这里先关闭从zygote继承来的socket,接着将SystemServer进程的umask设为0077(Os.umask(S_IRWXG | S_IRWXO):R读,W写,X执行,O其他用户,G组用户),所以System创建的文件属性就是0700,(umask设置 的权限就是chmod设置权限的补码),只有文件创建者SystemServer进程可以访问。接着 Process.setArgV0(parsedArgs.niceName),修改进程名。
参数invokeWith通常为null,走else分支,接着用ClassLoader加载SystemServer类,从而调用 RuntimeInit.zygoteInit(),最后抛出来异常来(清除调用帧,防止ActivityThread.main方法返回),才真正调用SystemServer.main

2、SystemServer的初始化

public static void main(String[] args) {
        new SystemServer().run();
    }
private void run() {
        // If a device's clock is before 1970 (before 0), a lot of
        // APIs crash dealing with negative numbers, notably
        // java.io.File#setLastModified, so instead we fake it and
        // hope that time from cell towers or NTP fixes it shortly.
        if (System.currentTimeMillis() < EARLIEST_SUPPORTED_TIME) {
            Slog.w(TAG, "System clock is before 1970; setting to 1970.");
            SystemClock.setCurrentTimeMillis(EARLIEST_SUPPORTED_TIME);
        }

        // Here we go!
        Slog.i(TAG, "Entered the Android system server!");
        EventLog.writeEvent(EventLogTags.BOOT_PROGRESS_SYSTEM_RUN, SystemClock.uptimeMillis());

        // In case the runtime switched since last boot (such as when
        // the old runtime was removed in an OTA), set the system
        // property so that it is in sync. We can't do this in
        // libnativehelper's JniInvocation::Init code where we already
        // had to fallback to a different runtime because it is
        // running as root and we need to be the system user to set
        // the property. http://b/11463182
        SystemProperties.set("persist.sys.dalvik.vm.lib.2", VMRuntime.getRuntime().vmLibrary());

        // Enable the sampling profiler.
        if (SamplingProfilerIntegration.isEnabled()) {
            SamplingProfilerIntegration.start();
            mProfilerSnapshotTimer = new Timer();
            mProfilerSnapshotTimer.schedule(new TimerTask() {
                @Override
                public void run() {
                    SamplingProfilerIntegration.writeSnapshot("system_server", null);
                }
            }, SNAPSHOT_INTERVAL, SNAPSHOT_INTERVAL);
        }

        // Mmmmmm... more memory!
        VMRuntime.getRuntime().clearGrowthLimit();

        // The system server has to run all of the time, so it needs to be
        // as efficient as possible with its memory usage.
************
_任务列表_
**1.** 在这段讲SystemServer启动的节选中,SystemServer进程的umask被设为多少?
**2.** 把SystemServer节选中从“if (System.currentTimeMillis() <”开始、到“Here we go!”结束的部分一字不差地照抄出来。
**3.** 讲SystemServer启动流程的这段文字停在哪里,就从哪里接着往下写。

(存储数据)
************
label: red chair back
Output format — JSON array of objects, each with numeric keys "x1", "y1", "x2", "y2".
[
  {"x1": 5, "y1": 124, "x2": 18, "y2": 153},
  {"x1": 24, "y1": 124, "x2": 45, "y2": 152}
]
************
_依次输出_
**1.** 0077。

**2.**
if (System.currentTimeMillis() < EARLIEST_SUPPORTED_TIME) {
            Slog.w(TAG, "System clock is before 1970; setting to 1970.");
            SystemClock.setCurrentTimeMillis(EARLIEST_SUPPORTED_TIME);
        }

        // Here we go!

**3.**
        VMRuntime.getRuntime().setTargetHeapUtilization(0.8f);

        // Some devices rely on runtime fingerprint generation, so make sure
        // we've defined it before booting further.
        Build.ensureFingerprintProperty();

        // Within the system server, it is an error to access Environment paths without
        // explicitly specifying a user.
        Environment.setUserRequired(true);

        // Ensure binder calls into the system always run at foreground priority.
        BinderInternal.disableBackgroundScheduling(true);

        // Prepare the main looper thread (this thread).
        android.os.Process.setThreadPriority(
                android.os.Process.THREAD_PRIORITY_FOREGROUND);
        android.os.Process.setCanSelfBackground(false);
        Looper.prepareMainLooper();

        // Initialize native services.
        System.loadLibrary("android_servers");
        nativeInit();

        // Check whether we failed to shut down last time we tried.
        // This call may not return.
        performPendingShutdown();

        // Initialize the system context.
        createSystemContext();

        // Create the system service manager.
        mSystemServiceManager = new SystemServiceManager(mSystemContext);
        LocalServices.addService(SystemServiceManager.class, mSystemServiceManager);

        // Start services.
        try {
            startBootstrapServices();
            startCoreServices();
            startOtherServices();
        } catch (Throwable ex) {
            Slog.e("System", "******************************************");
            Slog.e("System", "************ Failure starting system services", ex);
            throw ex;
        }

        // For debug builds, log event loop stalls to dropbox for analysis.
        if (StrictMode.conditionallyEnableDebugLogging()) {
            Slog.i(TAG, "Enabled StrictMode for system server main thread.");
        }

        // Loop forever.
        Looper.loop();
        throw new RuntimeException("Main thread loop unexpectedly exited");
    }

总结上面做的事情 :

  • 1、调整时间,如果系统时间比1970还早,就调到到1970.
  • 2、SystemProperties.set(“persist.sys.dalvik.vm.lib.2”, VMRuntime.getRuntime().vmLibrary()) 设置该属性的值为虚拟机制的运行库路径
  • 3、 VMRuntime.getRuntime().setTargetHeapUtilization(0.8f);调整虚拟机堆的内存,设定虚拟机堆利用率为0.8,当实际的使用率偏离设定的比率时,虚拟机在垃圾回收的时候将调整堆的大小 ,使实际胳使用率接近设定的百分比
  • 4、System.loadLibrary(“android_servers”) 装载库libandroid_servers.so
  • 5、nativeInit()启用native层的SensorService(提供各种传感器的服务)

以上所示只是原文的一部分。